SELECTED EXCERPT -
—————
Medical Device CEO Charged in COVID-19 Test Fraud Scheme

The executive told investors that a 15-second test was on the verge of FDA approval, even though his company lacked funding, clinical research, and an actual product.

Keith Berman is the CEO of Decision Diagnostics, a medical device company based in Westlake Village, California. The Department of Justice announced Friday that Berman, 67, was indicted by a federal grand jury in connection with an alleged scheme to defraud investors. Berman allegedly made false and misleading statements about a new COVID-19 test, which led to millions of dollars in investor losses.

According to the indictment, from Feb. 2020 through this month, Berman engaged in a scheme to defraud investors by falsely claiming Decision Diagnostics had developed a 15-second test to detect COVID-19 in a finger-prick sample of blood. 

Berman knew his test was merely a concept and not a validated COVID-19 test, much less an actual product ready for manufacture and sale. 

Berman also lied when he told investors that the Food and Drug Administration was on the verge of approving emergency use authorization for the company's test. He knew the company lacked the money and insurance necessary to conduct the required clinical testing.

Berman then hired a lobbyist to tell members of Congress that the FDA “moth-balled” his test, which remained “stuck in limbo.” At the same time, he told investors that the test was on the verge of approval. By April 23, the company’s stock price had risen by more than 1,500%.
—————
RECORDS PROVIDED -
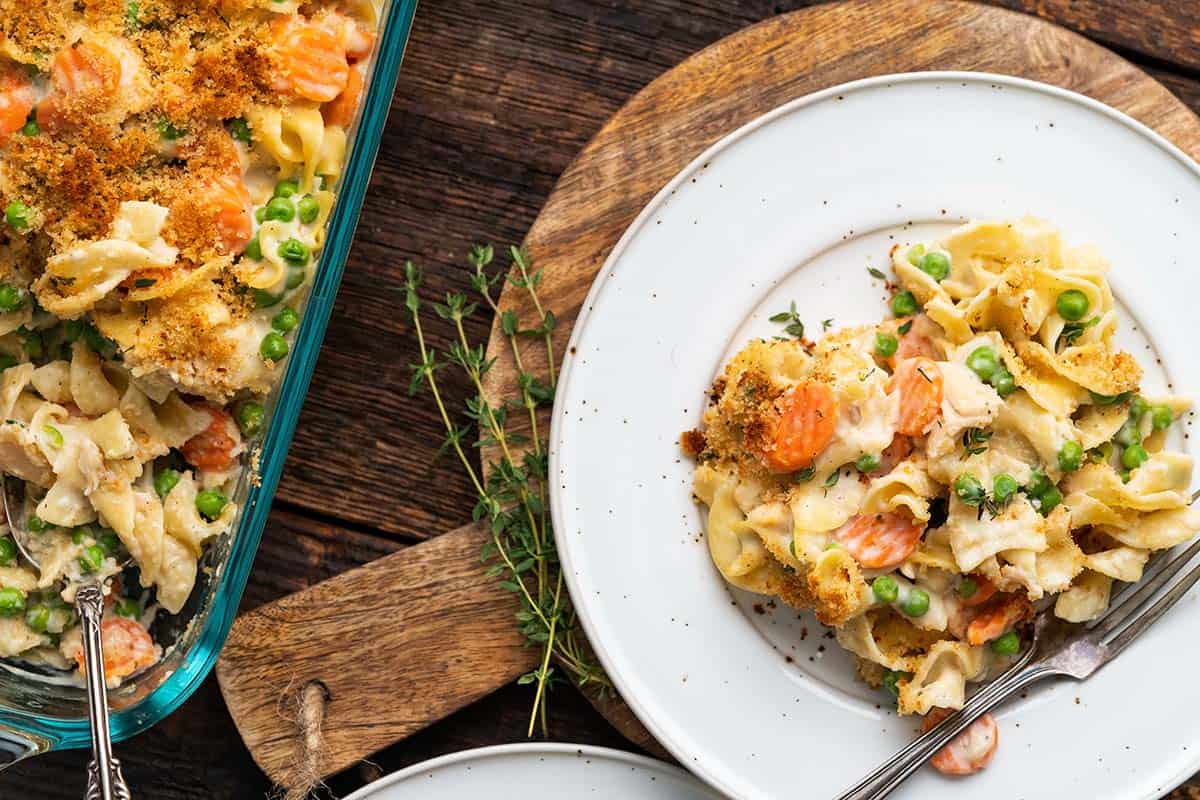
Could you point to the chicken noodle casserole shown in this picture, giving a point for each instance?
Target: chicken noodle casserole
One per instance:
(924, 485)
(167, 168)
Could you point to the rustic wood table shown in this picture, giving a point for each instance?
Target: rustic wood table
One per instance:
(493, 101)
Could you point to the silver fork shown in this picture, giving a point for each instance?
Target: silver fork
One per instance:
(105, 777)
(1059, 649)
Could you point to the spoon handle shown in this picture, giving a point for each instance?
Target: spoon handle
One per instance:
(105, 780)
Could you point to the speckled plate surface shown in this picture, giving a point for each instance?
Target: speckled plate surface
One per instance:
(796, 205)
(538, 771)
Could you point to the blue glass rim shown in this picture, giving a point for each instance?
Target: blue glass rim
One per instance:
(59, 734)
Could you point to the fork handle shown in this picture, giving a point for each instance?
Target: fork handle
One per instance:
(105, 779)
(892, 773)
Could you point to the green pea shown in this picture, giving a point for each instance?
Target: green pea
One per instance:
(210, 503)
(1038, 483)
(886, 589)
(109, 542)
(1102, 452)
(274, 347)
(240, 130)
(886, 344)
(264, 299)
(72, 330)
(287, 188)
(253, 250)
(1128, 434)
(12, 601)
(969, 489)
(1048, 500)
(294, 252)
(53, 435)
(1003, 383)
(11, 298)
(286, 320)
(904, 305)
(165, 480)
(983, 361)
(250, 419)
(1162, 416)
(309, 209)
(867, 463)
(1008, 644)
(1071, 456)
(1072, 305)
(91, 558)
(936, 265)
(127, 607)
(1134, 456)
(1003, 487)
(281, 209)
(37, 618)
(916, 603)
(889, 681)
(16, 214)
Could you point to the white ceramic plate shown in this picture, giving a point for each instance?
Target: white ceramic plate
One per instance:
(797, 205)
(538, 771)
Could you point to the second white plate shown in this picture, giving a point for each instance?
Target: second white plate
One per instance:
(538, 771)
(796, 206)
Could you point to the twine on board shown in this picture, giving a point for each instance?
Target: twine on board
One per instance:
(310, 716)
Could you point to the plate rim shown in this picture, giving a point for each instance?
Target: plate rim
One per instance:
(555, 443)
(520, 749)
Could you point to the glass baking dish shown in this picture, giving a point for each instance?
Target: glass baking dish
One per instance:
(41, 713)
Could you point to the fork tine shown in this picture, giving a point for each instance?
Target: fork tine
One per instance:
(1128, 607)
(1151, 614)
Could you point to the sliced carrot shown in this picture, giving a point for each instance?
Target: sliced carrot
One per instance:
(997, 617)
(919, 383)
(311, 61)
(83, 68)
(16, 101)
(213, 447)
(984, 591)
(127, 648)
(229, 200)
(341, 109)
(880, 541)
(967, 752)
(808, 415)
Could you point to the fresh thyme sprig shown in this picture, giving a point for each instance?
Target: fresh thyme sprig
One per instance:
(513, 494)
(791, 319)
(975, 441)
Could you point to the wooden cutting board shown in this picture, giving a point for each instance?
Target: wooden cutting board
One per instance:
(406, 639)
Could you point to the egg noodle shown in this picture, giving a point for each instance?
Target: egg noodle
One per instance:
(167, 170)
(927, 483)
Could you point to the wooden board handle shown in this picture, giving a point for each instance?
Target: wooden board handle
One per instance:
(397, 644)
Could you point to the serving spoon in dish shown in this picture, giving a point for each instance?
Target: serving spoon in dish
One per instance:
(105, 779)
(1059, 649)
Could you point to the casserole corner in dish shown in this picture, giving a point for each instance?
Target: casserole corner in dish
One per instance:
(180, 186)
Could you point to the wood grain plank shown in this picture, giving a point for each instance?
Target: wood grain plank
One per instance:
—————
YOUR INSTRUCTIONS - Continue the news article about the COVID-19 test fraud charge against Keith Berman, starting after its last sentence.

WRITTEN ANSWER -
The executive also allegedly used the alias “plutoniumimplosion” to repeat false statements to investors on internet message boards, refute fraud allegations, and threaten potential whistleblowers with civil or criminal sanctions.  

Behind the plutoniumimplosion cloak, he projected demand for the test to be “close to 3 billion [test] kits.” In sworn testimony to the Securities and Exchange Commission, Berman reportedly denied posting on the message board.

Berman faces one count of securities fraud and one count of making false statements. Decision Diagnostics did not respond to a request for comment. 

Under the guise of plutoniumimplosion, in an online post, Berman allegedly wrote, “then again the 5-6 message board posters [claiming the DECN test was fraudulent] may be right and Mr. Berman will find himself in prison.”